**YOUR INSTRUCTIONS**
Copy out the part of the material that opens with the line containing "Annotation task: tag one point per instance of the nettle" and runs through the end of the material, requests included. Add -10 to every coordinate in the answers, and leave the numbers inside the requests unchanged.

**INFORMATION SUPPLIED**
——

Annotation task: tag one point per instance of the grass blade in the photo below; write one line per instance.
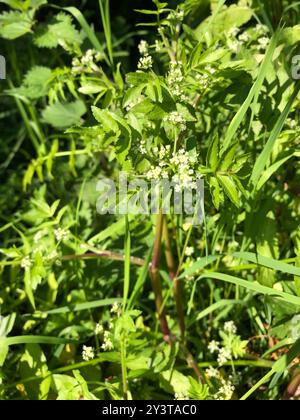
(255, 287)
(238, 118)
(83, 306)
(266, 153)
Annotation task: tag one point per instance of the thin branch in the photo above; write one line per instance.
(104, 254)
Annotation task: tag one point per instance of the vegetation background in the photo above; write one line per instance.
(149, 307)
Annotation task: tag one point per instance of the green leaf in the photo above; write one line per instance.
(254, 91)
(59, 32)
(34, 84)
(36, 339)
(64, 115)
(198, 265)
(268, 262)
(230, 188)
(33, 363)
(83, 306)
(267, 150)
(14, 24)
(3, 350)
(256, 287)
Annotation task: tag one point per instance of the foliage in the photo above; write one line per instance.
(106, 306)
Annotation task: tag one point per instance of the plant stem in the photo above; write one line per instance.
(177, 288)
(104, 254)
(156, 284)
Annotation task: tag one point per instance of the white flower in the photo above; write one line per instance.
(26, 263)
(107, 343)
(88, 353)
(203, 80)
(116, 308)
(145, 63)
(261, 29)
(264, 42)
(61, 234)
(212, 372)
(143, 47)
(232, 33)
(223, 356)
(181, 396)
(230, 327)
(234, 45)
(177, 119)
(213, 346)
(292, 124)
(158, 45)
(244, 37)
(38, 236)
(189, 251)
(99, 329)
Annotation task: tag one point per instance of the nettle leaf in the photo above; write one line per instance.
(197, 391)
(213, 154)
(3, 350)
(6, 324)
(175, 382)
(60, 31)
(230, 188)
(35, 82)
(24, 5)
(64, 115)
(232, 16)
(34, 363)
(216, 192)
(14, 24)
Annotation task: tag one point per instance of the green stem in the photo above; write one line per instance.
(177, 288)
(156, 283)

——

**THE SOLUTION**
Annotation task: tag one point per instance of the nettle leaf in the photo above; write one line per instance.
(187, 381)
(203, 144)
(-7, 340)
(-4, 314)
(165, 372)
(50, 21)
(220, 178)
(25, 72)
(14, -5)
(54, 105)
(222, 6)
(24, 353)
(206, 182)
(4, 14)
Annotation task: tag one point per instance of the green stem in the photo above; write one line per instance.
(167, 278)
(146, 273)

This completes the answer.